● **Aim of the task**: Please extract every line of the items below word for word, leaving out the pictures.
--- START Provided entries ---
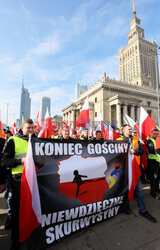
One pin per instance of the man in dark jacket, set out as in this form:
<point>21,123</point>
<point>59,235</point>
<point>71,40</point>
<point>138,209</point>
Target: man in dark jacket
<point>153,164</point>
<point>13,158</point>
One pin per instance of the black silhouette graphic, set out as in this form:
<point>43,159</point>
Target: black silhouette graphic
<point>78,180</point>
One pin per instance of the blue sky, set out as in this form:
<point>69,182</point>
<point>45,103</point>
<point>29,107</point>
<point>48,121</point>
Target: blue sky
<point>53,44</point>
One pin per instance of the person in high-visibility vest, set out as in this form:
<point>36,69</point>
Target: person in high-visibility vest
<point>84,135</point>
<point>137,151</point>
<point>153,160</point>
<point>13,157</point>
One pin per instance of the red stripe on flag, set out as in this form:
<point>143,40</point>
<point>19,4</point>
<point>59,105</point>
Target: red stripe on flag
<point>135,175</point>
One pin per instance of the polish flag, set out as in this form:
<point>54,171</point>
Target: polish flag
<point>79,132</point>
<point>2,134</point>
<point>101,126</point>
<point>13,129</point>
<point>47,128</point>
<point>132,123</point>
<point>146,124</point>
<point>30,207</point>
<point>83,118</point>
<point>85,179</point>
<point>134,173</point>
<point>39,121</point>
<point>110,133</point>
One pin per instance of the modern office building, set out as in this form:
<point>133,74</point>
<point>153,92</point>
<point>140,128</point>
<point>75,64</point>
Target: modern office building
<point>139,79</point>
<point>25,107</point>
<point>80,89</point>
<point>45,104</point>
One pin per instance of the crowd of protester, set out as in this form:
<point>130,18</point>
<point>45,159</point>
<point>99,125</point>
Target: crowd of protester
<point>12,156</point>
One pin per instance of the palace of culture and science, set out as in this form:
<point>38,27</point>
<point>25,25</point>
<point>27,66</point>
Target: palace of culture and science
--- END Provided entries ---
● **Answer to this exercise**:
One pin per instance of the man in dark jacket, set out as in this form:
<point>21,123</point>
<point>59,235</point>
<point>71,40</point>
<point>138,209</point>
Target: man in dark jacket
<point>153,164</point>
<point>13,158</point>
One pin per instance of the black silhouette graphic, set out as in this form:
<point>43,159</point>
Target: black silhouette graphic
<point>78,180</point>
One pin per instance of the blue sky, set out as in this form:
<point>69,182</point>
<point>45,103</point>
<point>29,107</point>
<point>48,121</point>
Target: blue sky
<point>53,44</point>
One pin per instance of the person in high-visibility vest, set out as in this form:
<point>36,69</point>
Target: person in high-visibility vest
<point>84,135</point>
<point>137,151</point>
<point>153,160</point>
<point>13,157</point>
One pin per instance of the red stripe on flag, set out as in this form:
<point>143,40</point>
<point>19,4</point>
<point>59,105</point>
Target: red stripe on flag
<point>135,175</point>
One pin per instance of the polish flag, set out as in this form:
<point>54,171</point>
Target: polish flag
<point>79,132</point>
<point>2,134</point>
<point>101,126</point>
<point>13,129</point>
<point>47,128</point>
<point>132,123</point>
<point>146,124</point>
<point>30,207</point>
<point>83,118</point>
<point>85,179</point>
<point>134,173</point>
<point>39,121</point>
<point>110,133</point>
One pin per instance of the modern office building, set out as in this form:
<point>133,74</point>
<point>153,92</point>
<point>140,128</point>
<point>75,64</point>
Target: modern office building
<point>139,79</point>
<point>25,107</point>
<point>80,89</point>
<point>45,104</point>
One pin per instance of the crowd of protester, set out as in this form:
<point>130,18</point>
<point>45,159</point>
<point>99,125</point>
Target: crowd of protester
<point>12,156</point>
One pin per instance of the palace of culture and science, set out as in this form:
<point>38,27</point>
<point>25,25</point>
<point>27,66</point>
Target: palace of culture and science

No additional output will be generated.